_CHALLENGE_
Each line of the material below should be reproduced exactly.
** begin **
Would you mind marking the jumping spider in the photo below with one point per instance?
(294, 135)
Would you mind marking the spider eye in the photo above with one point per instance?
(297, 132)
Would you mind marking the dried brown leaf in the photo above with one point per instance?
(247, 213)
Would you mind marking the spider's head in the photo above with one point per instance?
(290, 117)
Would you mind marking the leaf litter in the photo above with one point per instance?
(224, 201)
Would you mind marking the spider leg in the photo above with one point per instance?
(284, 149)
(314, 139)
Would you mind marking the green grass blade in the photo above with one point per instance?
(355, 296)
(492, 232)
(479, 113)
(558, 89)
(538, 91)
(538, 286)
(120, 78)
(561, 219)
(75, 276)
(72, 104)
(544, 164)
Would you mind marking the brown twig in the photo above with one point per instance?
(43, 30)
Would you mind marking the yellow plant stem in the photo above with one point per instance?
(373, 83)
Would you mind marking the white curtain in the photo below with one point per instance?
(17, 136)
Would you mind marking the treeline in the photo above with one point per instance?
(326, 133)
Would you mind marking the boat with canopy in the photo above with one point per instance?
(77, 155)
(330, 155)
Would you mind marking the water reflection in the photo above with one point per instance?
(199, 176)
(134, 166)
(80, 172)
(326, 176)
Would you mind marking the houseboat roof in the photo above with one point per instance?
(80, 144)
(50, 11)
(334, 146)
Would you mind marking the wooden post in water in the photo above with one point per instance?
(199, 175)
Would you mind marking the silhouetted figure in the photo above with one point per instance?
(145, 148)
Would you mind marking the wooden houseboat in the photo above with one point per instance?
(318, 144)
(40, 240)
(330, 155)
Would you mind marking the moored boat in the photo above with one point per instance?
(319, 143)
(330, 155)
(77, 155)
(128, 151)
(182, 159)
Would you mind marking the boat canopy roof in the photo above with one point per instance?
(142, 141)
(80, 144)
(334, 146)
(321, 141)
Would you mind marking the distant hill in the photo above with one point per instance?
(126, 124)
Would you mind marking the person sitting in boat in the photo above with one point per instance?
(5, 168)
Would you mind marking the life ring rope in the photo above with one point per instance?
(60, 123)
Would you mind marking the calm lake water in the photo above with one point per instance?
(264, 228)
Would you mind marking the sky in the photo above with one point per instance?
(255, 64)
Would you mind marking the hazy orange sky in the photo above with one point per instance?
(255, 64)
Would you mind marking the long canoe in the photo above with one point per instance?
** end **
_THE OUTPUT_
Would you mind marking the jumping spider in the photo below with one point per instance?
(294, 135)
Would you mind marking the spider eye in the photo above with one point per instance?
(297, 132)
Would you mind marking the dried brown leaf in the photo above with one point per instance?
(247, 213)
Would you mind marking the spider's head in the photo above with one point per instance?
(290, 117)
Would you mind marking the leaf litter in the photo above with one point per instance?
(224, 201)
Would you mind marking the spider leg in the photo above with one point per instance?
(284, 149)
(314, 139)
Would you mind marking the green grass blade in the photo above with one point per instance?
(355, 296)
(492, 232)
(479, 113)
(558, 89)
(538, 91)
(538, 286)
(120, 78)
(561, 219)
(75, 276)
(72, 104)
(544, 164)
Would you mind marking the brown twig in the photo above with one point per instance?
(43, 30)
Would you mind marking the yellow plant stem in the photo above with one point per instance?
(373, 83)
Would you mind marking the white curtain in the photo below with one point per instance?
(17, 136)
Would you mind marking the treeline in the photo above with one point per instance?
(326, 133)
Would you mind marking the boat with canopy in the photo above with one point per instance?
(77, 155)
(330, 155)
Would you mind marking the water reflection in the photo above with one point per instance?
(199, 176)
(134, 166)
(80, 172)
(326, 176)
Would you mind marking the houseboat roof in the photo above with one point per instance?
(80, 144)
(50, 11)
(334, 146)
Would you mind marking the wooden post in water in the photo above with one point per instance?
(199, 175)
Would you mind marking the silhouetted figure in the photo above with one point per instance?
(145, 148)
Would you mind marking the wooden houseboat in the photo above with one point per instance?
(318, 144)
(40, 240)
(330, 155)
Would you mind marking the moored boat in the photo above with one point per instance?
(319, 143)
(330, 155)
(77, 155)
(128, 151)
(182, 159)
Would you mind marking the boat canopy roof in the photo above with one point per instance?
(142, 141)
(80, 144)
(334, 146)
(321, 141)
Would you mind marking the distant hill in the photo above with one point per instance?
(126, 124)
Would you mind marking the person sitting in boat in the photo above with one point per instance?
(5, 168)
Would you mind marking the life ring rope in the photo above with one point per instance?
(60, 123)
Would you mind marking the calm lake water in the photo above with one point per instance?
(264, 228)
Would you mind marking the sky in the photo above with one point per instance?
(255, 64)
Would you mind marking the hazy orange sky in the photo above with one point per instance?
(255, 64)
Would you mind marking the long canoe in the photo above with one point per instance?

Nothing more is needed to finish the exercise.